▸ Problem statement
Rewrite the lines of the records below, replacing "A single point" with "One point" and leaving everything else unchanged. Leave the pictures out of your answer.

## Start Entries shown

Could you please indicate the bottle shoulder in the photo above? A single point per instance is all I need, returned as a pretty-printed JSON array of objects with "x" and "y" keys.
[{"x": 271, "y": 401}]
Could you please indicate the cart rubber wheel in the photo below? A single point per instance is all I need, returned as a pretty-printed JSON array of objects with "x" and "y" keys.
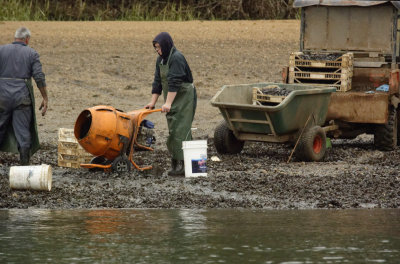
[
  {"x": 386, "y": 135},
  {"x": 225, "y": 141},
  {"x": 121, "y": 164},
  {"x": 312, "y": 145}
]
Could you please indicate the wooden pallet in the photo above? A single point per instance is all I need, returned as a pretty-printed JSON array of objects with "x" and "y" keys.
[
  {"x": 259, "y": 98},
  {"x": 70, "y": 153},
  {"x": 344, "y": 61},
  {"x": 337, "y": 73}
]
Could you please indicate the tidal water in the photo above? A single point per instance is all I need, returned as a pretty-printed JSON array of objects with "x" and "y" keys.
[{"x": 199, "y": 236}]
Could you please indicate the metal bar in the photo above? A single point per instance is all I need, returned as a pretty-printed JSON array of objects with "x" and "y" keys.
[
  {"x": 302, "y": 28},
  {"x": 249, "y": 121},
  {"x": 265, "y": 138},
  {"x": 395, "y": 17}
]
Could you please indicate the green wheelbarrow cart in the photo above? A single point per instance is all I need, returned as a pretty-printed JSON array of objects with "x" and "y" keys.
[{"x": 252, "y": 115}]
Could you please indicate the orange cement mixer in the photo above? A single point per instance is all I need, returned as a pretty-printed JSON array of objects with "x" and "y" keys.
[{"x": 111, "y": 136}]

## End Entries shown

▸ The completed task
Could you please indicate the bottle shoulder in the photo above? One point per instance is all I need, returned as a pretty-printed JSON array of objects with "x" and "y" keys.
[{"x": 271, "y": 401}]
Could you please indicate the cart rubber wheel in the photo below? One point per instance is all I need, returned as a pretty-printed JSON array of objects with "x" and "y" keys.
[
  {"x": 386, "y": 135},
  {"x": 225, "y": 141},
  {"x": 121, "y": 164},
  {"x": 312, "y": 145}
]
Could you please indicate the wooden pallet in the photo above? One point per instance is all I need, returned as a pretty-printed JSON array of objects with "x" and "y" keys.
[
  {"x": 259, "y": 98},
  {"x": 70, "y": 153},
  {"x": 344, "y": 61},
  {"x": 337, "y": 73}
]
Could you please indicate the tidal water in the photo above? One point per instance is all I need, returned as a pretty-printed JSON array of objects with "x" and "y" keys.
[{"x": 199, "y": 236}]
Could you please indicate the metal bar in the photo above? One point per instance is all I need, returned as a pretty-printed JSON array of objects with "x" and "y" keys.
[
  {"x": 302, "y": 28},
  {"x": 249, "y": 121},
  {"x": 265, "y": 138},
  {"x": 395, "y": 17}
]
Could you please indicate the green wheelbarrow cart in the photo above? One point per instance is all I need, returned as a pretty-printed JSON array of objects with "x" and "y" keys.
[{"x": 252, "y": 115}]
Could you please indicate the orange cement mixer in the photo above? One point per instance is all I need, returned as a pretty-printed JSON array of objects with "x" and "y" keys.
[{"x": 111, "y": 136}]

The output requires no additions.